## Provided passage
[Start]

So as we're as we're talking through this, it's like Russell, you're deciding, do actually wanna see for myself who I am, who I've been, the decisions I've made, and do I wanna heal that and bring that into my marriage to be seen, to experience intimacy?

Brandon:

Russell, so you were taken advantage of by your youth pastor for a long stint of time. Yeah. Two years. An unfathomable thing that has sadly happened to many people. And I was curious, what was your first, so that would be an unwanted, call that an unwanted sexual experience, something that was done to you.

Brandon:

When was the first time you had sex when we'll call it a positive experience? So you had sex and it was your choice.

Russell:

Next time I had sex was with Kim and it was, I thought it was an enjoyable experience. I, there was a lot of anticipation and kind of unknown excitement, a lot of emotions. I wouldn't say it was very romantic, but it was, you know, for teenagers. It was what I had looked forward to for so long.

[End]

## The tasks
**a)** Decide whether each statement agrees with the interview transcript, answering yes or no and quoting the deciding words: (i) Russell was taken advantage of by his youth pastor for two years. (ii) Russell describes his first chosen sexual experience as very romantic. (iii) Russell's first chosen sexual experience was with Kim.
**b)** Render this sentence from the interview transcript in Spanish: "It was what I had looked forward to for so long."
**c)** Write the next part of the interview transcript, picking up after its final line.
The rows are separate material and have no connection to the interview transcript.

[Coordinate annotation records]
[Start]

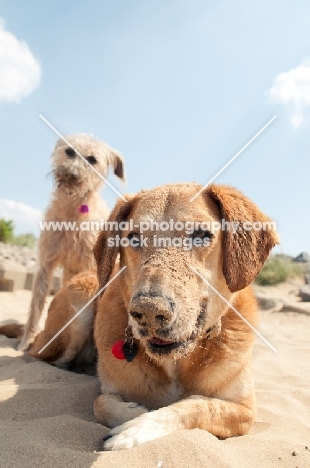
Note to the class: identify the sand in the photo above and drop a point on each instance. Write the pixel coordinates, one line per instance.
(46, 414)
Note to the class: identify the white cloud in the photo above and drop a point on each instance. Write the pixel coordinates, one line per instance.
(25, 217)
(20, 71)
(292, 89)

[End]

## Answer list
**a)**
(i) Yes: "Russell, so you were taken advantage of by your youth pastor for a long stint of time. Yeah. Two years."
(ii) No: "I wouldn't say it was very romantic"
(iii) Yes: "Next time I had sex was with Kim"

**b)** Era lo que había esperado con ilusión durante tanto tiempo.

**c)**
Brandon:

So your first, your first sexual experience was with Kim. So these, we'll call them the sex with strangers. You hadn't had any sexual experience in-

Russell:

After we got married, yeah.

Caitlyn:

And you said before when you were engaged.

Brandon:

And then the engaged story.

Russell:

While we're engaged, with, one of my really good friends, but most were strangers. And I would say most of the time I had been drinking, but I can't say that was the cause because there were sometimes I was completely sober. So I can't blame it on drinking. I do want to find out why, and I've been asking my counselor to help me figure out why. I talked to my dad, trying to find out more about his history.

Russell:

And he told me some stories about when they first got married that I was not aware of. I didn't know my parents were separated for a while, but I'm just trying to find out why, because I want to know why.

Brandon:

I like the shift in the way you're asking that question that I can feel that even feels different. Languaging. Kim, question for you before I go back to exploring with Russell a more. Why have you chosen to stay through all of this?

Kim:

Mostly commitment, mostly faith, but I've definitely had my fill.

Brandon:

You've had you've had your what? Could you say it, Omar? Fill. Your fill. Like, this has been an

Kim:

Like, I'm done.

Brandon:

Yeah. Okay.

Caitlyn:

This is kinda your final straw.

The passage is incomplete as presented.